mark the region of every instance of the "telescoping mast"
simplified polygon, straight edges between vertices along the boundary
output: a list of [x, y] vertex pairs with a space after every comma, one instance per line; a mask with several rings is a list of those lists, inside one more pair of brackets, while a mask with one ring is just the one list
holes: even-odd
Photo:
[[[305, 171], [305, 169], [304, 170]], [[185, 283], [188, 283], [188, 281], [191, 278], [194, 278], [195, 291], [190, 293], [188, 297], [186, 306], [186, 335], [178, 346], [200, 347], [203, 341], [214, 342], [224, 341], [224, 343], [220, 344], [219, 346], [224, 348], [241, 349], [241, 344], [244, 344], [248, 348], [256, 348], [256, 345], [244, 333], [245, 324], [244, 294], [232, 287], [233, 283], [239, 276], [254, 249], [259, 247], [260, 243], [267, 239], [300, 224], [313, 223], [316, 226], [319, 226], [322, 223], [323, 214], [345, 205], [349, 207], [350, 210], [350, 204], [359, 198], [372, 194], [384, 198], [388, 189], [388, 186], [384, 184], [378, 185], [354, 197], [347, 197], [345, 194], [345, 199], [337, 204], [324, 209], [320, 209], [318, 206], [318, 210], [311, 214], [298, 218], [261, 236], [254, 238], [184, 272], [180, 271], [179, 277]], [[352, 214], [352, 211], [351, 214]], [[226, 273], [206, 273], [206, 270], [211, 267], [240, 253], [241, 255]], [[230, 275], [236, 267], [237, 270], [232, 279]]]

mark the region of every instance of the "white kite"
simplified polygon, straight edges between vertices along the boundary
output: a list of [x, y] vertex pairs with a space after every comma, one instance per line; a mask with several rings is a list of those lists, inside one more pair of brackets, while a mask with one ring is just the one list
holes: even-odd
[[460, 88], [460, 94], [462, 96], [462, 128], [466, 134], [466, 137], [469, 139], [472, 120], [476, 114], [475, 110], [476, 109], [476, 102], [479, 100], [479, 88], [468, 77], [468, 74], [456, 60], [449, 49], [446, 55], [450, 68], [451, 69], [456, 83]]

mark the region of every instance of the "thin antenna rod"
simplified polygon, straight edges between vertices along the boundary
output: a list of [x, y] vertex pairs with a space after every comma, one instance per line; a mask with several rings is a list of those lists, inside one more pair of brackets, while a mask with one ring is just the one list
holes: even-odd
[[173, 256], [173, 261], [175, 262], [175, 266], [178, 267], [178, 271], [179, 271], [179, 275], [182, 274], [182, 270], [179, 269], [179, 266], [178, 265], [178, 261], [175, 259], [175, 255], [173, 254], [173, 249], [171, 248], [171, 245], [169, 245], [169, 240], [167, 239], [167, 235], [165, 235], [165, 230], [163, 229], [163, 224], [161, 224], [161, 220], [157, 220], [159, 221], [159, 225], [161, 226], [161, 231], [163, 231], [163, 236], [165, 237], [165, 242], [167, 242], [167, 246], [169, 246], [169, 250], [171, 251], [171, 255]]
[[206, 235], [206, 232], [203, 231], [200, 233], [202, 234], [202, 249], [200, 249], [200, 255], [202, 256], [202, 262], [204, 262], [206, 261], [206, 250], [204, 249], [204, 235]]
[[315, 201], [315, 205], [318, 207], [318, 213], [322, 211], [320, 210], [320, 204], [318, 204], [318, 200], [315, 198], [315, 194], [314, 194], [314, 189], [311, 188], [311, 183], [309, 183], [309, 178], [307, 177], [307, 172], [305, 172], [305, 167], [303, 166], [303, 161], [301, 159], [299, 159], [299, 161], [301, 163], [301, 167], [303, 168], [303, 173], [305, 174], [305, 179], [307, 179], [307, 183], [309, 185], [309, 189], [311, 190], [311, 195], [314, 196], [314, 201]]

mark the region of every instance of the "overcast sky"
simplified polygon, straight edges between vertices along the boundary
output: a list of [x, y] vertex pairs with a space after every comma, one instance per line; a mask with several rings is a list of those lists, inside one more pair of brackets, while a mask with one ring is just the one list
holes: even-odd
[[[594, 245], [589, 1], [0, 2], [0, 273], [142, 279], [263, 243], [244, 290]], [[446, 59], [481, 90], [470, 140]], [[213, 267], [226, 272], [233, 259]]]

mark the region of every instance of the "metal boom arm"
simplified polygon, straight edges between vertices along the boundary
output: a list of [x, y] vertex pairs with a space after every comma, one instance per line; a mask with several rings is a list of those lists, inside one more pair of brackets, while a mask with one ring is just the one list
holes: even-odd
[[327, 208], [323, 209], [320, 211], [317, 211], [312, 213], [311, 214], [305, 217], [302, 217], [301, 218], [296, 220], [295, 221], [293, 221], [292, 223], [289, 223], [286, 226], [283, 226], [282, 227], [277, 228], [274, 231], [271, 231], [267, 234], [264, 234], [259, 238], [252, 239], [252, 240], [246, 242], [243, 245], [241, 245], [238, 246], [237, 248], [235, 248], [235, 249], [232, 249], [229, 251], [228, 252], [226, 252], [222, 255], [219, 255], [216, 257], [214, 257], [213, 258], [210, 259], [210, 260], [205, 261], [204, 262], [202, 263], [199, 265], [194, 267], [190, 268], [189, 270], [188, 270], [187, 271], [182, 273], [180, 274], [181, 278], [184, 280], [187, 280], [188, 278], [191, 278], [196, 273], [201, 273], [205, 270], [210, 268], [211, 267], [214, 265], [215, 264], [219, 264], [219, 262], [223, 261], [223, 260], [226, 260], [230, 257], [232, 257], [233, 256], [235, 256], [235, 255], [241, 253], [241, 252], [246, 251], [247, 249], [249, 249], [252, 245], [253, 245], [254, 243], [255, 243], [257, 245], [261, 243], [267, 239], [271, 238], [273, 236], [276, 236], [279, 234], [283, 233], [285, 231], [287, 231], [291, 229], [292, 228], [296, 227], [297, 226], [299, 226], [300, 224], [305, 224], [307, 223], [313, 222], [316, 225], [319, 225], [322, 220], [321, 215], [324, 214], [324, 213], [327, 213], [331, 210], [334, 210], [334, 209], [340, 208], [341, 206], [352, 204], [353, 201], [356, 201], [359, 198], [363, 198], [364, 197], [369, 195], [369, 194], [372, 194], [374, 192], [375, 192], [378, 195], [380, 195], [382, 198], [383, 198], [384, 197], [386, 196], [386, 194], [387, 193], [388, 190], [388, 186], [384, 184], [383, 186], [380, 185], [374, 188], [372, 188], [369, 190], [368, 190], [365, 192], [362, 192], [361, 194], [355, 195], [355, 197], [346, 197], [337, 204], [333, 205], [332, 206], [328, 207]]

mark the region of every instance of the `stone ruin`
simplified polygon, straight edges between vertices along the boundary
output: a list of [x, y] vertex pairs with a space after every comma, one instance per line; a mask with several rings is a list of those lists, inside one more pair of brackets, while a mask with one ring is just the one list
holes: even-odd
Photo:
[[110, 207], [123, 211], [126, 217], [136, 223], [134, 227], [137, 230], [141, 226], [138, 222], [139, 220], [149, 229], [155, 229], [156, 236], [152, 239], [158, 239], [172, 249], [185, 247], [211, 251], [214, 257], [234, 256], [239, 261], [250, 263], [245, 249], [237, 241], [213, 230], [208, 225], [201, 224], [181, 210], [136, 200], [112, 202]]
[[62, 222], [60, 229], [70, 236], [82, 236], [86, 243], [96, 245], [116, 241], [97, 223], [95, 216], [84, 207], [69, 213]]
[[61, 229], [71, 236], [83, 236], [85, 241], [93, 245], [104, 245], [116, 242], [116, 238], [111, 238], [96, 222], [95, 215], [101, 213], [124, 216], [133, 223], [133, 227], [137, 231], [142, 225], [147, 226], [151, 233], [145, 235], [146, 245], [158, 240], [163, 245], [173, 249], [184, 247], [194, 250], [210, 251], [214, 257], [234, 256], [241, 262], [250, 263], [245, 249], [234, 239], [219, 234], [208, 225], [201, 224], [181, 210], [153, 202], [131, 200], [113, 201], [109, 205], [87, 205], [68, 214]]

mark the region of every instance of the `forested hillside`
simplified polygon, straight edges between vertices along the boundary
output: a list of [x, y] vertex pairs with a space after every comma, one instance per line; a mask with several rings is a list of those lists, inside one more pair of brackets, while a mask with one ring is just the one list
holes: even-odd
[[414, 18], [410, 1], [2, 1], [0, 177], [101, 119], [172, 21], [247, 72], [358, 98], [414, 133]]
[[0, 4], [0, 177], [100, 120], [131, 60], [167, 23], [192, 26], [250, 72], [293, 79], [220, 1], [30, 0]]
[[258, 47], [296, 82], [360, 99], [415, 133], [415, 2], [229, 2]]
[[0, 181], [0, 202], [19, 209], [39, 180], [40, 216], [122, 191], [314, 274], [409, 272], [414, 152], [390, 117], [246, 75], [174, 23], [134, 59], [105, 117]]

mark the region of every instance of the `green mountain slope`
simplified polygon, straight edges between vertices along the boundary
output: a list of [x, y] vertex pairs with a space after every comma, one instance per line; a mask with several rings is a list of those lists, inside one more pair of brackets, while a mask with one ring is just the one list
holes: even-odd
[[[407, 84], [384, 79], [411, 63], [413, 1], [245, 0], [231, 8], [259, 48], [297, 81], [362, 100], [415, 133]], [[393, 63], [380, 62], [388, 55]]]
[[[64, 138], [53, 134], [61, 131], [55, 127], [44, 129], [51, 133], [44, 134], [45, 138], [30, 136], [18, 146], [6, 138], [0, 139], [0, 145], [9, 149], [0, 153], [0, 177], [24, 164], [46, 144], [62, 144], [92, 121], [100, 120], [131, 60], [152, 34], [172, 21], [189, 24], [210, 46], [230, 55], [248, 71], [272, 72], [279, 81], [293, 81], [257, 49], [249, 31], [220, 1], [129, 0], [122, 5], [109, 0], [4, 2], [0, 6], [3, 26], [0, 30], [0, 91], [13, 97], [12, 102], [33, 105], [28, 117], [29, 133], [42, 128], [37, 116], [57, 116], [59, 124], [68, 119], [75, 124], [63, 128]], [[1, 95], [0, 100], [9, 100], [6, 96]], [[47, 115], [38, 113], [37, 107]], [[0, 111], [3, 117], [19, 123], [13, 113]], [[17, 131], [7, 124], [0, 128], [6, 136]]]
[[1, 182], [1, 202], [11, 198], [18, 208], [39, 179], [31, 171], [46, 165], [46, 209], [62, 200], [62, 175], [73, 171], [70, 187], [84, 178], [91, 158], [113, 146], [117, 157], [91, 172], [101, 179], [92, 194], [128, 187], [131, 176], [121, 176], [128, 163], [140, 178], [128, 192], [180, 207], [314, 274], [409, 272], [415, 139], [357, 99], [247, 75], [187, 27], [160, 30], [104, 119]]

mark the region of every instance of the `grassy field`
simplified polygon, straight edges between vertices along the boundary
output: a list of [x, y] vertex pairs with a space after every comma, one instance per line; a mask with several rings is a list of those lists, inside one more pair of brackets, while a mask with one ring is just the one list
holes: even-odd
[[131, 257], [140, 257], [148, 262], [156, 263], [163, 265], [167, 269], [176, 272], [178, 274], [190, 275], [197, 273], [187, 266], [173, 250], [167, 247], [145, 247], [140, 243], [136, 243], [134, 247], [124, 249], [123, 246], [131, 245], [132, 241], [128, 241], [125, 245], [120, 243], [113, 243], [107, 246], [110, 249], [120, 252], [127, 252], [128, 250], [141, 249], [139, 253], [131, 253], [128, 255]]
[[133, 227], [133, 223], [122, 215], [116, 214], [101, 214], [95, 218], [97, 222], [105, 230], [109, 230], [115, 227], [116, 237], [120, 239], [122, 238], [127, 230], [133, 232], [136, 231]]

═══

=== TASK OBJECTIVE ===
Could you copy the records verbatim, from the start of the records through the line holding "69], [456, 83]]", with that line included?

=== SOLUTION ===
mark the region of every instance of the "telescoping mast"
simplified polygon, straight edges between vertices along the boundary
output: a list of [x, y] vertex pairs with a space after every comma, one instance per line; a mask with several rings is a list of those lists, inside one more pair of brackets, while a mask with one ring is just the one list
holes: even-odd
Photo:
[[[305, 171], [305, 169], [304, 170]], [[185, 283], [188, 283], [188, 281], [191, 278], [194, 278], [195, 291], [190, 293], [188, 297], [186, 306], [186, 335], [178, 346], [200, 347], [203, 341], [214, 342], [224, 341], [224, 343], [220, 344], [219, 346], [224, 348], [241, 349], [241, 344], [244, 344], [248, 348], [256, 348], [256, 345], [244, 333], [245, 324], [244, 294], [232, 287], [233, 283], [239, 276], [254, 249], [259, 247], [260, 243], [267, 239], [300, 224], [313, 223], [316, 226], [319, 226], [322, 223], [323, 214], [345, 205], [349, 207], [350, 210], [350, 204], [359, 198], [372, 194], [384, 198], [388, 189], [388, 186], [384, 184], [378, 185], [354, 197], [347, 197], [345, 194], [345, 199], [337, 204], [324, 209], [320, 209], [318, 206], [318, 210], [311, 214], [298, 218], [261, 236], [254, 238], [184, 272], [180, 271], [179, 277]], [[352, 214], [352, 211], [351, 214]], [[226, 273], [206, 273], [206, 270], [211, 267], [240, 253], [241, 255]], [[230, 275], [236, 267], [237, 270], [232, 279]]]

mark the region of every instance of the "white kite"
simplified polygon, straight edges between vertices along the boundary
output: a list of [x, y] vertex pairs with a space after every comma, one instance per line; a mask with several rings is a list of those lists, inside one more pair of brackets, while a mask with one ring is just the one list
holes: even-odd
[[460, 88], [460, 94], [462, 96], [462, 128], [466, 134], [466, 137], [469, 139], [472, 120], [476, 114], [475, 110], [476, 109], [476, 102], [479, 100], [479, 88], [468, 77], [468, 74], [456, 60], [449, 49], [446, 55], [450, 68], [451, 69], [456, 83]]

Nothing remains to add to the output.